**Short exercise:**
Lines from the one containing "Objective — one dot per instance of the gold embroidered" through the end of the data are to be returned exactly, and no others.

┄┄┄┄┄┄

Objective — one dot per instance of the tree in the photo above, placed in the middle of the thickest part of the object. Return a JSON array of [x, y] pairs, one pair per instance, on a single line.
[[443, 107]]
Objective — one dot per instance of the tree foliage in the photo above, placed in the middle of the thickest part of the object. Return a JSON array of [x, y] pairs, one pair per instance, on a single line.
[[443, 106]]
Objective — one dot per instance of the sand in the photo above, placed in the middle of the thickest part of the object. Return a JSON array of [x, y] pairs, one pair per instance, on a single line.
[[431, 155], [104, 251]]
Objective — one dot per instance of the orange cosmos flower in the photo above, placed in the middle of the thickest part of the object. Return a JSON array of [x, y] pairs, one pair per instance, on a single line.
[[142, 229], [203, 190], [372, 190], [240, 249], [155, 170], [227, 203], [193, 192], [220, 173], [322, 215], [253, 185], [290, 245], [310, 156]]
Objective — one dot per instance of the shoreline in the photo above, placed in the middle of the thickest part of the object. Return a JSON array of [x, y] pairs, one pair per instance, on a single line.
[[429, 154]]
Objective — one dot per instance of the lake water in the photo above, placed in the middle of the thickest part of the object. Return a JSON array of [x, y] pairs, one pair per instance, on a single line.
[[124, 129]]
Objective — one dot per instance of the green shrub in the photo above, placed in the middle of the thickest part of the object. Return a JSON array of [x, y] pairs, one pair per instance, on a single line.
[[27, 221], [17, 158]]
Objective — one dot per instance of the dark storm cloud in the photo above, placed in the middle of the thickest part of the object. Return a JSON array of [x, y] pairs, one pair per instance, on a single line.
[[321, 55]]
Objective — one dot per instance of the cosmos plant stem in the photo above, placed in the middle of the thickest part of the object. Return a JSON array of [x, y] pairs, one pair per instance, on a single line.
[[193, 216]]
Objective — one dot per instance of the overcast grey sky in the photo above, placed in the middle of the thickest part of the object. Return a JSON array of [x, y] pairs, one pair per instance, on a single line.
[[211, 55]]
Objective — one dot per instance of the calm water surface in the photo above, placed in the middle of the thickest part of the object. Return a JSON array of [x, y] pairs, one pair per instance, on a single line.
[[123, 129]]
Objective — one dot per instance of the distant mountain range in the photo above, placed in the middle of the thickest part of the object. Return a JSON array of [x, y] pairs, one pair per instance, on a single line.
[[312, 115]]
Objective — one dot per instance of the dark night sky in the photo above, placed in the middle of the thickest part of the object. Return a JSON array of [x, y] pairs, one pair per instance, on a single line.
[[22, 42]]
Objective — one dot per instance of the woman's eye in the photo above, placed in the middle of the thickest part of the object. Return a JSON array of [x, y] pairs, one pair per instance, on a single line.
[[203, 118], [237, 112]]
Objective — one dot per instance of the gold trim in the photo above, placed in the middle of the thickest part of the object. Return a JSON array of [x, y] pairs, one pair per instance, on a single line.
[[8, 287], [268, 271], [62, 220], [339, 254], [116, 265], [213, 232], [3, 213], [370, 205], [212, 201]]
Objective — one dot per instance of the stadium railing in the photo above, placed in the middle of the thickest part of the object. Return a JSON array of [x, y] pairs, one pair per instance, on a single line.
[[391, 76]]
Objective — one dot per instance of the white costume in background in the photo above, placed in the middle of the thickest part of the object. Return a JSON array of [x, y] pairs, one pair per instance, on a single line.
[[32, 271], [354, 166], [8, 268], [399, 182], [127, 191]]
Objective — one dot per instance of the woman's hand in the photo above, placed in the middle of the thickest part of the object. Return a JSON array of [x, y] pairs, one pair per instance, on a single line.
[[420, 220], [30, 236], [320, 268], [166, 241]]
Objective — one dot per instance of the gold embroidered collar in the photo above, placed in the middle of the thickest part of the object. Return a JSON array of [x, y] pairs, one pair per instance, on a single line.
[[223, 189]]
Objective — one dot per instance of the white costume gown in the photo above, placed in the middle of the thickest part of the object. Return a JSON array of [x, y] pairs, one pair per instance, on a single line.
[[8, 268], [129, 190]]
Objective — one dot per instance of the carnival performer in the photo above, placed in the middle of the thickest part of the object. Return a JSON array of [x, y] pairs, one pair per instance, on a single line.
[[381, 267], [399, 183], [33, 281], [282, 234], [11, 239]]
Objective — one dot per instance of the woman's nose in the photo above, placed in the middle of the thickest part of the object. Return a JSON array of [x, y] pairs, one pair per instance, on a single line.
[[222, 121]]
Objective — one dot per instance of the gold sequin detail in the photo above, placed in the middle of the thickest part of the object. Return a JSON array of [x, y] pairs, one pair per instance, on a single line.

┄┄┄┄┄┄

**Task solution:**
Objective — one dot per instance of the gold embroidered collar in the photo above, placed in the middle of the thickest part of the object. Return a JSON array of [x, y] pairs, one pair per instance, on a single line.
[[223, 189]]
Objective — one dot per instance of the white costume gown in the photo above, placed in the middle of the thickest part of the object. Return a JSON array of [x, y] pairs, one pair per instance, on a single line.
[[8, 268], [129, 190]]
Objective — one dot per instance of the carnival performer in the photo above, placed in the middle of the thickest part of the object. Return a JSON array of [x, y] pairs, one pair per instance, on a single line.
[[381, 267], [399, 183], [33, 281], [282, 234], [11, 239]]
Objective — one dot per instance of the woman's nose in the photo above, placed in the middle of the thickest part of the object. Return a JSON array of [x, y] pairs, one pair per instance, on a single line.
[[222, 121]]
Objective — one dot per instance of the gold sequin detail in the photo above, placed in the middle of the thickest part of the object. Return a JSON array of [x, y] pairs, one pair per instance, on a single line.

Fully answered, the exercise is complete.